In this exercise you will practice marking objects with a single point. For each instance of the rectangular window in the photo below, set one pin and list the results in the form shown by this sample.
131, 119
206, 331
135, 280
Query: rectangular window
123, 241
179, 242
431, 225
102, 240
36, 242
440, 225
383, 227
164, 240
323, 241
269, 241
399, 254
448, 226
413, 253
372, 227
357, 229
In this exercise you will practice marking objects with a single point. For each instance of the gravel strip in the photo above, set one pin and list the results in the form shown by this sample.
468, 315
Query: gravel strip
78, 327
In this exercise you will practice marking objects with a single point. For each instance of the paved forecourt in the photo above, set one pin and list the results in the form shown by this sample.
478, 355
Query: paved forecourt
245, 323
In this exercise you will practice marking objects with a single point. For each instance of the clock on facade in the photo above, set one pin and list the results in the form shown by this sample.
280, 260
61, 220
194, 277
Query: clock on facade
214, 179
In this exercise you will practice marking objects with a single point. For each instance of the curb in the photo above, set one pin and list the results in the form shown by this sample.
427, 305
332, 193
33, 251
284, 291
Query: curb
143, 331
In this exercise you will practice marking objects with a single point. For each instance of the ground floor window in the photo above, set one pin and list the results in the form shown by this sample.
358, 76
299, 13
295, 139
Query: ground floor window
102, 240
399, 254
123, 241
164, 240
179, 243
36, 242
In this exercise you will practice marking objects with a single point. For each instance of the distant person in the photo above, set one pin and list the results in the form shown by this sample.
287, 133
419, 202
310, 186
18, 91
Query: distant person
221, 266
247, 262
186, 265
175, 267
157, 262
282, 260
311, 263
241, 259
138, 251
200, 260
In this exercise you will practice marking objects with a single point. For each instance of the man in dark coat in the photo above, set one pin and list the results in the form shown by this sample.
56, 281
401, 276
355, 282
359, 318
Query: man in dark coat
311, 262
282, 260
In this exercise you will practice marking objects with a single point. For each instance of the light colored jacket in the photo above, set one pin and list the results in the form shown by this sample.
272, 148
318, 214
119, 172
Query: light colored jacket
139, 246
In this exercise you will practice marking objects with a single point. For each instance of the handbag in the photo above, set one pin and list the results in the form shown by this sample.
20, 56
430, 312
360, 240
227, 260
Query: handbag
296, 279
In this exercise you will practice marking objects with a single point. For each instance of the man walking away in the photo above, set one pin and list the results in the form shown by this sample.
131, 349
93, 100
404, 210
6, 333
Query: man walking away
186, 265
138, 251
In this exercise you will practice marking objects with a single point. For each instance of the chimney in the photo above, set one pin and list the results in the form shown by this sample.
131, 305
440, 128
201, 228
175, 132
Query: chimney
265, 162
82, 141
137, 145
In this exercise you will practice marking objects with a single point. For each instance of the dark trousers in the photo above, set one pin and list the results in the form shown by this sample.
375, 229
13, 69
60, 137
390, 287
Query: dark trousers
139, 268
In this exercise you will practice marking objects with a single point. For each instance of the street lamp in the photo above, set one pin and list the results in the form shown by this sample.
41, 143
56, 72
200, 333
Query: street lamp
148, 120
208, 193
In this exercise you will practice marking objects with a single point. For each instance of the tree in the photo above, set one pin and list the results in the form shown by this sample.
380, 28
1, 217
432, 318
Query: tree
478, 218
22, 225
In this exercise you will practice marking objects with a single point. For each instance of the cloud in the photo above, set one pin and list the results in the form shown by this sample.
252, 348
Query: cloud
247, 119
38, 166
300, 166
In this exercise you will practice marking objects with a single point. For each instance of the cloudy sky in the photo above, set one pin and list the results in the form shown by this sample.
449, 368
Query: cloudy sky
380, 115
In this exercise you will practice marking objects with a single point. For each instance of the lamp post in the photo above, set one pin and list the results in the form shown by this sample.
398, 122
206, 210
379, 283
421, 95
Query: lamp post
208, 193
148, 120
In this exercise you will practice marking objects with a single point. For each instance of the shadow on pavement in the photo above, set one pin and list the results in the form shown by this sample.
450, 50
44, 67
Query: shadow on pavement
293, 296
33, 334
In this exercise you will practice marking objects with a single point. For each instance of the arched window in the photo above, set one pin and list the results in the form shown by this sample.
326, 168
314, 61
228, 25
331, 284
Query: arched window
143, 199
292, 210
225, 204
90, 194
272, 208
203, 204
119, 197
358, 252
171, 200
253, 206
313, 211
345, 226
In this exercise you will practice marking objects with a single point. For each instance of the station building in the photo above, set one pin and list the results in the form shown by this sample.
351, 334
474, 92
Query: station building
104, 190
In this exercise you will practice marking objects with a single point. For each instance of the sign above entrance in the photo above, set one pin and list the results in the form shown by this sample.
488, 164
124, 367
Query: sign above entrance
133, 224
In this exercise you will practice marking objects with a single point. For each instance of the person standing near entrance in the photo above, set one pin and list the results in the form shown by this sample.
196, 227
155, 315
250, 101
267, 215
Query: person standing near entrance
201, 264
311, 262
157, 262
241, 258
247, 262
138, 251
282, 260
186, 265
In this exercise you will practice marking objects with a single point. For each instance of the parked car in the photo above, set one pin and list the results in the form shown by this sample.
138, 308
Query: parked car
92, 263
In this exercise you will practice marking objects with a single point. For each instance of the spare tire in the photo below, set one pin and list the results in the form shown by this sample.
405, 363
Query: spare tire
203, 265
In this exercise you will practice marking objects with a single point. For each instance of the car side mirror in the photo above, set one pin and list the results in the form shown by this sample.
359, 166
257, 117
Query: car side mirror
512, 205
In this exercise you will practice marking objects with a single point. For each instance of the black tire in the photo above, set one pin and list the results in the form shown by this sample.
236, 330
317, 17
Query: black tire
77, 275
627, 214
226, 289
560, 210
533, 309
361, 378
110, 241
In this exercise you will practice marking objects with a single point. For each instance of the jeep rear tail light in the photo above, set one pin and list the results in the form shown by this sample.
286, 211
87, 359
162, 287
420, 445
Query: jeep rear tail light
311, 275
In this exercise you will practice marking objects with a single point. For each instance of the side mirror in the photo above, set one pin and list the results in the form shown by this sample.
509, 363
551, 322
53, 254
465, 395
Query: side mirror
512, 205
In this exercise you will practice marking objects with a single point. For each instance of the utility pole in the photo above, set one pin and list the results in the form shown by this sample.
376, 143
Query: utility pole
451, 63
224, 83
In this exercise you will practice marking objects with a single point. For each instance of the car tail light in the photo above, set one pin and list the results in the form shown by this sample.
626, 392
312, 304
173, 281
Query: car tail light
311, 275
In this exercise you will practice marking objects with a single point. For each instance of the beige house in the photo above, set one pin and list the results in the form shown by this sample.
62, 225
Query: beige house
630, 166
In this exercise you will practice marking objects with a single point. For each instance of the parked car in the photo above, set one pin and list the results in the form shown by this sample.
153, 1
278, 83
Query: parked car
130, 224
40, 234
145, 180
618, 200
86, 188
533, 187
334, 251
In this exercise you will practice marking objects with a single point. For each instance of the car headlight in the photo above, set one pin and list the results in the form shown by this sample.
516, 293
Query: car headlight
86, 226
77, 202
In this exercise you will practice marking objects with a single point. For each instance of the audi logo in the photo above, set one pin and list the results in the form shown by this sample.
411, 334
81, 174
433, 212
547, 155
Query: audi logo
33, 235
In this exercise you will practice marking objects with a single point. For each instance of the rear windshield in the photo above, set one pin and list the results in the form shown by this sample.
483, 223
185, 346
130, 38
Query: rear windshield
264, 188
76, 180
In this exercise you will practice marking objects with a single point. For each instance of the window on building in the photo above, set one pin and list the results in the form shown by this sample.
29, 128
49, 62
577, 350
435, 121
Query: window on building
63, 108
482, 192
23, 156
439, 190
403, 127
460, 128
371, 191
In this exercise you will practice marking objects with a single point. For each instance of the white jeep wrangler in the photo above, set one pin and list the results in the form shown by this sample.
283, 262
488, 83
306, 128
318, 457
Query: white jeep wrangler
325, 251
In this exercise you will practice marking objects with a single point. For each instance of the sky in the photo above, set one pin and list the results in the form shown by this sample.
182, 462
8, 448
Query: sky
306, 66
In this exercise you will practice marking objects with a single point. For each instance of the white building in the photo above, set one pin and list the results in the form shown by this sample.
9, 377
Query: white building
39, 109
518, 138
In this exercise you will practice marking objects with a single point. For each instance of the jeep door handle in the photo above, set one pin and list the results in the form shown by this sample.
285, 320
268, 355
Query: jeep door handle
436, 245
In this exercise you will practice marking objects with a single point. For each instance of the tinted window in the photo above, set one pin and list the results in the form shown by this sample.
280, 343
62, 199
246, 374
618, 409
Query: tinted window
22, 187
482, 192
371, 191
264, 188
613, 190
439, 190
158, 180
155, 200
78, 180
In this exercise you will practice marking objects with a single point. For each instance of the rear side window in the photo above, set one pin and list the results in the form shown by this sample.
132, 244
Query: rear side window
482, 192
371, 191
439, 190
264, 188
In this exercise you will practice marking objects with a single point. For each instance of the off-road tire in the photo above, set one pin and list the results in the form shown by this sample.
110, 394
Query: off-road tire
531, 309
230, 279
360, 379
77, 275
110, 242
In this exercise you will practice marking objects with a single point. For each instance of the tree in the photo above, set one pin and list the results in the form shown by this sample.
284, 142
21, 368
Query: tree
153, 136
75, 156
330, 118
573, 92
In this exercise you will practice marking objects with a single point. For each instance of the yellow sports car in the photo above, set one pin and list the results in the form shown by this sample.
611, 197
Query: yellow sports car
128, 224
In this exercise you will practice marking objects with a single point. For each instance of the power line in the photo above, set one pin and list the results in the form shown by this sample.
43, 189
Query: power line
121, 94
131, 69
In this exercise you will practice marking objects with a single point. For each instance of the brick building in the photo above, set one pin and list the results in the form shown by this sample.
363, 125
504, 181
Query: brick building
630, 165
####################
Which lines in the records above contain the string "below"? Copy each one.

In this exercise you will practice marking objects with a single point. For each instance of the rectangular window in the photo below, set one pin and list the results in the form shown by this sample.
In this exercise you will practice marking objects with a single point. For each instance of the spare tire in the photo below, set one pin and list the results in the form shown by this sample.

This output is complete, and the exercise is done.